_PASSAGE SHOWN_:
----

Category Archives: Parks

McLaurin Bay

by Annie

Last summer, the kids and I stopped briefly at the the playground at Parc Martin Larouche in Gatineau (rue Notre Dame at rue Joseph Roy). Julian was 5 and Emma was 2. We didn’t stay for very long because it really was a “big kids” park and Emma wasn’t able to climb up to go down the slides. We noticed that there was a nature trail starting at the playground, but there were too many mosquitoes to venture into the marshy woods at that time of year.

With all of the rain we’ve been getting lately, we were anxious to get out and enjoy the outdoors this weekend. Since Emma is a year older and the mosquito season is over, we thought it would be fun to check out this park and trail again. So we packed a picnic lunch and headed out.

When we arrived, the kids checked out the playground. There are large rock climbing walls that you have to scale to get to the top to access the big windy slides. There are also lots of things to hang from (like monkey bars) and balance on, making it a great park for kids to test their abilities. There are a few swings too (two baby swings, two regular swings), but the highlight really is the play structure.

----

_RECORDS SHOWN_:

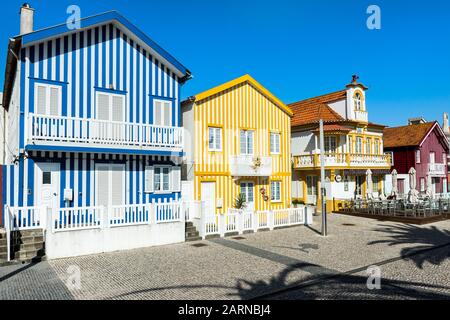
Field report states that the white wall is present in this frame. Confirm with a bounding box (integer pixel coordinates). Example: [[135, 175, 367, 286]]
[[291, 131, 316, 156], [45, 221, 185, 263]]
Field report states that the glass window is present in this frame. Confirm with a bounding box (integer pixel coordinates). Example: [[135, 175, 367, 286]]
[[270, 133, 281, 154], [42, 172, 52, 184], [324, 136, 337, 153], [270, 181, 281, 201], [355, 137, 362, 154], [416, 150, 420, 163], [366, 138, 372, 154], [240, 130, 253, 155], [208, 127, 222, 151]]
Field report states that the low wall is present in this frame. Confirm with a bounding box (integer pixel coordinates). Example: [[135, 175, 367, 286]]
[[45, 218, 185, 259]]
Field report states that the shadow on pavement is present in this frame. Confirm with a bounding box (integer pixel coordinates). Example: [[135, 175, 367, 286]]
[[368, 225, 450, 269]]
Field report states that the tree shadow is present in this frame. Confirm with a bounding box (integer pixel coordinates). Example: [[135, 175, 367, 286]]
[[368, 224, 450, 269], [230, 263, 450, 300]]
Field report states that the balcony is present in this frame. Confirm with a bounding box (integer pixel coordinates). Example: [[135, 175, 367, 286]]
[[230, 155, 272, 177], [355, 110, 369, 122], [26, 114, 183, 152], [294, 153, 391, 169], [428, 163, 447, 177]]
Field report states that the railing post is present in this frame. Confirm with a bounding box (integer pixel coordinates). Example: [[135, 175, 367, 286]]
[[267, 210, 275, 231], [217, 213, 226, 238]]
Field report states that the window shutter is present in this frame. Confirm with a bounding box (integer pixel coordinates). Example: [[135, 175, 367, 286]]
[[111, 166, 125, 206], [50, 87, 61, 116], [164, 102, 172, 127], [36, 86, 47, 114], [97, 166, 110, 206], [111, 96, 125, 122], [170, 167, 181, 192], [145, 167, 155, 193], [97, 93, 110, 121]]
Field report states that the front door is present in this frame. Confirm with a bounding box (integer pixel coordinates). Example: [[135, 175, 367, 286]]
[[201, 182, 216, 215], [241, 182, 255, 211], [34, 163, 60, 209], [306, 176, 317, 205]]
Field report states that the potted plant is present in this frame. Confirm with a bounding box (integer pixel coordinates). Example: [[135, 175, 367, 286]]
[[234, 193, 247, 210]]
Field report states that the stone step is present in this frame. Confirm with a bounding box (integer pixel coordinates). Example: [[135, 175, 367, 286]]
[[14, 249, 45, 261], [186, 237, 202, 242], [186, 231, 199, 238]]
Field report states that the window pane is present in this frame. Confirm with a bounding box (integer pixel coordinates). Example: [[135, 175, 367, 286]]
[[215, 128, 222, 150], [42, 172, 52, 184]]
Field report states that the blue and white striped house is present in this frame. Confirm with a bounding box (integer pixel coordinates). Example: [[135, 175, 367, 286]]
[[2, 6, 191, 256]]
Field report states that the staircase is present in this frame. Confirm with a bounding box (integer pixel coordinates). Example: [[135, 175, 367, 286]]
[[11, 229, 45, 262], [186, 222, 202, 242], [0, 229, 7, 265]]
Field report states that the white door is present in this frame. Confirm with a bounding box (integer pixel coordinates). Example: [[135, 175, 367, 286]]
[[241, 182, 255, 211], [201, 182, 216, 215], [306, 176, 317, 204], [34, 163, 60, 209]]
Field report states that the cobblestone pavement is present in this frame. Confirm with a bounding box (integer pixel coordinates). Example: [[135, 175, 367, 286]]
[[0, 215, 450, 299]]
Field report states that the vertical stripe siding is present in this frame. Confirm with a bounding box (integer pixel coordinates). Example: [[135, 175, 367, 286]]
[[194, 84, 291, 213], [10, 21, 181, 206]]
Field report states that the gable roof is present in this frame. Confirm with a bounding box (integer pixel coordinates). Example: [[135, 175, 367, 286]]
[[383, 121, 448, 148], [3, 11, 192, 108], [289, 90, 347, 127], [194, 74, 293, 117], [20, 10, 190, 75]]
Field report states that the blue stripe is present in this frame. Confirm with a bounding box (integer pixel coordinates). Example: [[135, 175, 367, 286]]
[[22, 11, 189, 74]]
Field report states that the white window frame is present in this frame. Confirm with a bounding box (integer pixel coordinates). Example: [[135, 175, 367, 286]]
[[208, 126, 223, 152], [152, 165, 172, 194], [95, 91, 127, 122], [153, 99, 174, 127], [270, 180, 281, 202], [34, 82, 63, 116], [270, 132, 281, 154], [239, 129, 255, 156]]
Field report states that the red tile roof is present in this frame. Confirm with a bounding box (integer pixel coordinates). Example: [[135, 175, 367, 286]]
[[383, 122, 436, 148], [289, 90, 347, 127]]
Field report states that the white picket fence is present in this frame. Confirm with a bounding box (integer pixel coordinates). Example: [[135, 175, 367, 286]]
[[197, 206, 313, 239]]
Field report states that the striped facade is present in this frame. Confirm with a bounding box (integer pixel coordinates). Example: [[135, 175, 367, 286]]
[[183, 76, 291, 213], [2, 12, 187, 218]]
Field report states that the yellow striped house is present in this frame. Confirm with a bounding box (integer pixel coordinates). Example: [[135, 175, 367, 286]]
[[182, 75, 292, 214]]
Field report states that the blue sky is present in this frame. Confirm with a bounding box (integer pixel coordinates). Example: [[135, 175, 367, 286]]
[[0, 0, 450, 126]]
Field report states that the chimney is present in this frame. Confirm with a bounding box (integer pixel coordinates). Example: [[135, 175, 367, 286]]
[[20, 3, 34, 35], [442, 112, 450, 134]]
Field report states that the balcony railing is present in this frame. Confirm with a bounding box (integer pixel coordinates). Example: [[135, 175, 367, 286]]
[[294, 153, 391, 169], [355, 110, 369, 122], [27, 113, 183, 151], [230, 155, 272, 177], [428, 163, 447, 176]]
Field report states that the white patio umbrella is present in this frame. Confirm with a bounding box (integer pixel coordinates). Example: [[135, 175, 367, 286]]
[[366, 169, 373, 199], [408, 168, 419, 203], [391, 169, 398, 196]]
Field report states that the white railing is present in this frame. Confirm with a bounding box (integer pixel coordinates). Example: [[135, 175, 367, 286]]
[[230, 155, 272, 177], [5, 206, 46, 231], [350, 154, 391, 167], [153, 202, 183, 223], [428, 163, 447, 176], [200, 206, 313, 239], [52, 207, 105, 232], [28, 113, 183, 149], [108, 204, 151, 227]]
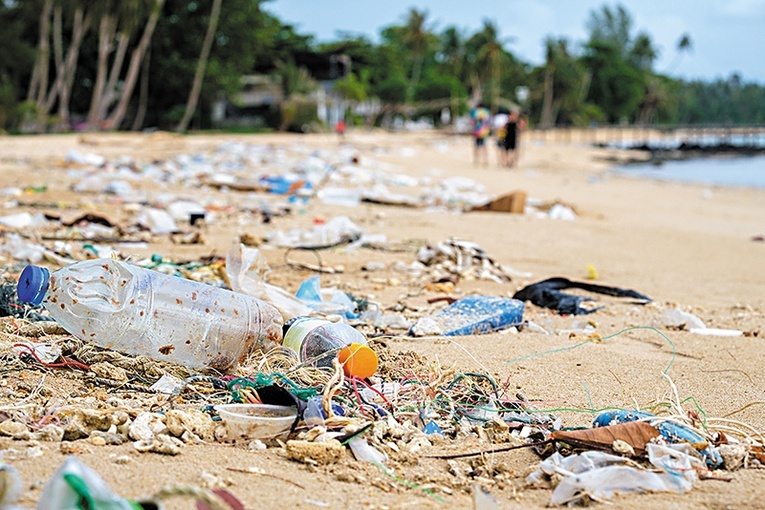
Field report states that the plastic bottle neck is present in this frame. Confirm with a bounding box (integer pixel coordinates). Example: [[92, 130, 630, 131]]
[[16, 264, 50, 306]]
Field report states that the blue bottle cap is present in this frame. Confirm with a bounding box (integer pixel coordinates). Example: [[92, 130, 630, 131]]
[[16, 265, 50, 306]]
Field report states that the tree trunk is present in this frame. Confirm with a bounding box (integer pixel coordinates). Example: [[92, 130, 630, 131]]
[[61, 8, 91, 123], [130, 46, 151, 131], [88, 12, 116, 129], [406, 53, 423, 103], [53, 4, 69, 127], [98, 32, 130, 119], [175, 0, 223, 131], [106, 0, 165, 129], [539, 69, 555, 129], [43, 8, 90, 118], [491, 53, 501, 113], [36, 0, 53, 132]]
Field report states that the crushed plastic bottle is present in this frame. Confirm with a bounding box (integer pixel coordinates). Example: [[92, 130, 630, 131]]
[[593, 410, 723, 469], [409, 296, 524, 336], [284, 317, 378, 378], [18, 259, 281, 371]]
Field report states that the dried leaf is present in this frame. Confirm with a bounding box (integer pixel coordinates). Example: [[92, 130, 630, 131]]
[[552, 421, 660, 455]]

----

_WHAT TO DO_:
1 – Quote the park post exactly, starting with "With all of" and going on through "and headed out.".
2 – Collect every line of the listing that contains the string "striped", with case counting.

_SOLUTION SET_:
1 –
With all of the rain we’ve been getting lately, we were anxious to get out and enjoy the outdoors this weekend. Since Emma is a year older and the mosquito season is over, we thought it would be fun to check out this park and trail again. So we packed a picnic lunch and headed out.

2 –
Field report states that the blue and white striped house is present in this frame. Confirm with a bounding box (integer pixel coordinates). Example: [[135, 175, 367, 286]]
Field report states that the striped facade is present in this frame. Confirm with a bounding box (integer pixel coordinates). Example: [[135, 175, 367, 286]]
Field report states that the yellow striped house is present in this frame. Confirm with a bounding box (integer pixel coordinates). Example: [[135, 175, 367, 286]]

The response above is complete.